*Problem requirements*. Please copy the stretch of the listing from the line that contains "# test: point on every instance of the ski track" through the end of the listing, both ends included, and offset every coordinate by -56.

++++

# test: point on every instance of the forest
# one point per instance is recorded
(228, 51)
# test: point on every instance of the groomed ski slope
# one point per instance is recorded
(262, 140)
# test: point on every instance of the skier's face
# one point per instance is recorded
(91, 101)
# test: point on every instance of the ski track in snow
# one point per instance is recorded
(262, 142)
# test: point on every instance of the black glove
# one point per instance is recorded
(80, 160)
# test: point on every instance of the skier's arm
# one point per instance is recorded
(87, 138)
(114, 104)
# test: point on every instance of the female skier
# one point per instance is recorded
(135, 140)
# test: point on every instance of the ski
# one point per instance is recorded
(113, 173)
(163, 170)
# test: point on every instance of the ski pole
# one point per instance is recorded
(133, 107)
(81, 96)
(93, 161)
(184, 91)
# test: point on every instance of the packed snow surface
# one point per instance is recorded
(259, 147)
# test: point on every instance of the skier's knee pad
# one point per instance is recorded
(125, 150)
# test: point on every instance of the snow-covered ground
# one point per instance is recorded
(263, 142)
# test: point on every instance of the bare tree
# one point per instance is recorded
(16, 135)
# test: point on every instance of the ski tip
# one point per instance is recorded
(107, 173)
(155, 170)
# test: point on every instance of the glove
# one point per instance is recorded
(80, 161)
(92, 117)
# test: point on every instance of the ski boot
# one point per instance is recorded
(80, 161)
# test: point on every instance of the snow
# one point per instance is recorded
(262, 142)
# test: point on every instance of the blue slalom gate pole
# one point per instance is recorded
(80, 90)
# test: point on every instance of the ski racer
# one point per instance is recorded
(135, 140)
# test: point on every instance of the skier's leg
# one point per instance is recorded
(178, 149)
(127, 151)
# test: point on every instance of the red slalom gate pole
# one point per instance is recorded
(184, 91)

++++

*Response for this exercise*.
# test: point on every instance of the ski track in snow
# one point per instance is recorded
(206, 86)
# test: point on every instance of the black glove
# one point per instance is recorded
(24, 104)
# test: point on every instance of the skier's arm
# one point per instance is recorded
(31, 82)
(58, 48)
# test: point on every instance of the female skier
# one point per instance is recorded
(79, 84)
# test: point on every instance of the ski
# one point per instance is recorded
(57, 117)
(107, 114)
# test: point on every instance of the ski pole
# one point per instance is recorded
(77, 51)
(25, 40)
(37, 105)
(128, 35)
# test: point on every instance of the packed snow surface
# one point per instance is recorded
(203, 91)
# test: point on every instance of the skier's knee pad
# one point per instance is recorded
(69, 94)
# test: point on every instance of the snow-covered ground
# one point per instance is recorded
(207, 86)
# test: point on every instance of the bare tree
# one point per instance is recorded
(-40, 79)
# test: point on every instance of the ski tip
# one point per instance is recorded
(51, 117)
(99, 114)
# test: point on every instance of the glove
# one point per instance is recorded
(24, 105)
(36, 61)
# test: point on every instance of the ski boot
# one point per instance is recorded
(24, 105)
# test: point on every instance of the snow
# one point per instance is recorded
(206, 86)
# test: point on every instance of the blue slalom gate pole
# one point per instance is recorded
(24, 34)
# test: point on every instance of the ski racer
# one point per instance is recorded
(79, 84)
# test: point on every instance of the skier's leg
# one point per instance is recorded
(122, 93)
(71, 95)
# test: point on every instance of the red slalom gate pole
# one point per instance is recorded
(128, 35)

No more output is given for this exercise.